- _What is needed_
Answer these questions from the baby-naming passage below:
(a) By which week of the pregnancy did the couple learn that their child was a girl?
(b) About how many first-name choices remained after Kevin vetoed names on the road trip?
(c) What full name does the passage introduce for the baby?

- _Source passage_
######

With just 6 weeks left until we meet our long-desired little girl, the reality of her life continues to point to God’s grace. Many people said, “You deserved this” or “we knew this would happen.” But the thing is, we didn’t deserve this child. We did nothing to earn favor in God’s eyes in March 2015. We had done nothing to deserve the years of infertility either. Part of me had come so completely into contentment with our childlessness that I wanted to remain the couple that displayed the grace of God for all to see, even though we never bore the child our hearts’ desired.
But for whatever reason, beyond our control, beyond our behavior, beyond our desires, God said to us,
This. This is the moment. This. This is the child to be born into the world. You. You are to be her parents. Raise her to love me, to serve me, to serve my world.
And just as we said “yes” to the barrenness and “yes” to adoption, we said “yes” to the pregnancy.
We found out by week 11 that our child was a girl. (Thanks to Natera and their fancy new DNA tests.) Immediately I set out on a name hunt. I pulled up the lists I had been collecting over the years. I scoured the internet for meanings and pronunciations, for popularity and spellings. We both determined that the meaning of the name was of utmost importance to us. Thus, any names we loved but lacked meaning were crossed off. We narrowed down our options. And I piled on more possibilities. Finally, on a long road trip, I read through the names and had Kevin veto any he didn’t like. That left us with about 10 choices for first names and 3 for middle names.
We made our decision. And a few weeks later, I changed my mind again. And again. Kevin patiently waited as I brought up new options and waffled back and forth, back and forth. At some point I settled on our original choice and we haven’t looked back. I became so certain, I used a generous gift card from a dear friend to purchase a Lisa Leonard necklace with Baby Girl’s name stamped on it. We managed to keep our lips completely sealed for the past many months, and we’re pretty sure some of you are DYING to know.
It is with great joy that we introduce to you Kirsten Grace Eccles.

######

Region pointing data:
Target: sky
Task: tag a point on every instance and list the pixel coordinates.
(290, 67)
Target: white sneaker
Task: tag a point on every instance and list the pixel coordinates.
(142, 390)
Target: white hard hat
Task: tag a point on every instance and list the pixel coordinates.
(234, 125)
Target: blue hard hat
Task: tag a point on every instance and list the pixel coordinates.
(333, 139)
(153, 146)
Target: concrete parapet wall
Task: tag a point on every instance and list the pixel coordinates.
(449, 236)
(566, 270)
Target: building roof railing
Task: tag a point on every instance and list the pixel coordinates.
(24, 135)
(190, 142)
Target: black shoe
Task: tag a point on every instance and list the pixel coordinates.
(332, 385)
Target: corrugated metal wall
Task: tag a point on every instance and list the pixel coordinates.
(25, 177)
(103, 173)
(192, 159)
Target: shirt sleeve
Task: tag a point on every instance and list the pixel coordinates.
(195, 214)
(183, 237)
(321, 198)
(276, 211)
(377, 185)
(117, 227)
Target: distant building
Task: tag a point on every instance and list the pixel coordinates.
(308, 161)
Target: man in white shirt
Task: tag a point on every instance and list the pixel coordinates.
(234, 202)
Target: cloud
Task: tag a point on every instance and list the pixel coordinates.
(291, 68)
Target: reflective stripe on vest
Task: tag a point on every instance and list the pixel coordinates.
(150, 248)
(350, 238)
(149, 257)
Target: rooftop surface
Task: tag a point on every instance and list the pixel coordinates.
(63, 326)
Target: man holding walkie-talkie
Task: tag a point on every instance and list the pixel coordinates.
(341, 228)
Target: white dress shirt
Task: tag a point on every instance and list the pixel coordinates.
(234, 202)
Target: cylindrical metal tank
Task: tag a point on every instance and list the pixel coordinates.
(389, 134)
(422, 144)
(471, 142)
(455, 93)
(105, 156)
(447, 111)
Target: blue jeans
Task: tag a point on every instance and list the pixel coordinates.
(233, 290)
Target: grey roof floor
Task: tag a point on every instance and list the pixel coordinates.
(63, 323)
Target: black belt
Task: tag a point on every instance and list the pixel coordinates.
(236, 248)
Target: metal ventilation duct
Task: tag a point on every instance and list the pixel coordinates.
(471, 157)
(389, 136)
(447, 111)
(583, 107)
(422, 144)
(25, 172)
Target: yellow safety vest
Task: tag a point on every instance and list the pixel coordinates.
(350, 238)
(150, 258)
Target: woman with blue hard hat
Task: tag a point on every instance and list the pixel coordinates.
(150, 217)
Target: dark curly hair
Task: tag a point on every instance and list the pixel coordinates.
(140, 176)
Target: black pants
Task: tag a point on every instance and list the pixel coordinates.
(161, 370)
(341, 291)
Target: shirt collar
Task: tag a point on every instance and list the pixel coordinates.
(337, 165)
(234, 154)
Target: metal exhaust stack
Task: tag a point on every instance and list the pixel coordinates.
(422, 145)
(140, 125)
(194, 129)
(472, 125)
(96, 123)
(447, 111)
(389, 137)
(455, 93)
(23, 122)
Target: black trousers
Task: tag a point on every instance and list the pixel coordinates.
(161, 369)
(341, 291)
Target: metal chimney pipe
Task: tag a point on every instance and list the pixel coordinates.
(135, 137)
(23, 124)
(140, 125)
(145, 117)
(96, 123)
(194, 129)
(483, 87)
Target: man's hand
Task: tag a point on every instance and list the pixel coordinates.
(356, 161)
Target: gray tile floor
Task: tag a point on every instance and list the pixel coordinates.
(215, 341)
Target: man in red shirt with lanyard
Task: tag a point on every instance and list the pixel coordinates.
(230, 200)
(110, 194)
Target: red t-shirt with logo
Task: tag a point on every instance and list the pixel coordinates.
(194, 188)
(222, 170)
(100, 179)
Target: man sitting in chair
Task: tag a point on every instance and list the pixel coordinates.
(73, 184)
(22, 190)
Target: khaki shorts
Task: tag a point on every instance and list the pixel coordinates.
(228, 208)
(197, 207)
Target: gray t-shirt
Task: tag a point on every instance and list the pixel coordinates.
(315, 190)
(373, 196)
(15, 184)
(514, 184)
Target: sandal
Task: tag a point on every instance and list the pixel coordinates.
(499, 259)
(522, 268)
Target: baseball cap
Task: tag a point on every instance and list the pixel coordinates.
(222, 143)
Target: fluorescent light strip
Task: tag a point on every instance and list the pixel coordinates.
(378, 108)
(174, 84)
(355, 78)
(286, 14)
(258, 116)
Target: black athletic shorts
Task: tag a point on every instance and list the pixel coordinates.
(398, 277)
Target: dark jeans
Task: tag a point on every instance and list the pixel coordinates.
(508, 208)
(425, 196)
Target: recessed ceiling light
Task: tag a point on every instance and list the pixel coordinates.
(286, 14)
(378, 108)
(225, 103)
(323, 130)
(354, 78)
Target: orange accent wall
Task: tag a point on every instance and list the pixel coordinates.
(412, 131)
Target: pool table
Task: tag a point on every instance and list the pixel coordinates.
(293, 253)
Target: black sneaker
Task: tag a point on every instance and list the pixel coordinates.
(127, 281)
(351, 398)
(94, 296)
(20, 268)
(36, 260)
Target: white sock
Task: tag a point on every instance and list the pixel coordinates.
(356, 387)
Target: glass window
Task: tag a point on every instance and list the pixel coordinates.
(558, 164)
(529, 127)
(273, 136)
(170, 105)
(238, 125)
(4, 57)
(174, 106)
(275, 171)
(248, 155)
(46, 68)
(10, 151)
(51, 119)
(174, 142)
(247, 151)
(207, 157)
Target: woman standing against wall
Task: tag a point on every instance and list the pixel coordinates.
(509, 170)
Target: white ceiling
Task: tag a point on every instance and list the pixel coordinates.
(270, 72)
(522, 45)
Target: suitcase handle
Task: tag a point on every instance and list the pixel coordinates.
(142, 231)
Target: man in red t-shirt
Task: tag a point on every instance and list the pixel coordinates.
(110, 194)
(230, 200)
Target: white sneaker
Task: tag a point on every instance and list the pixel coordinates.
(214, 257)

######

- _Solved problem_
(a) Week 11
(b) About 10
(c) Kirsten Grace Eccles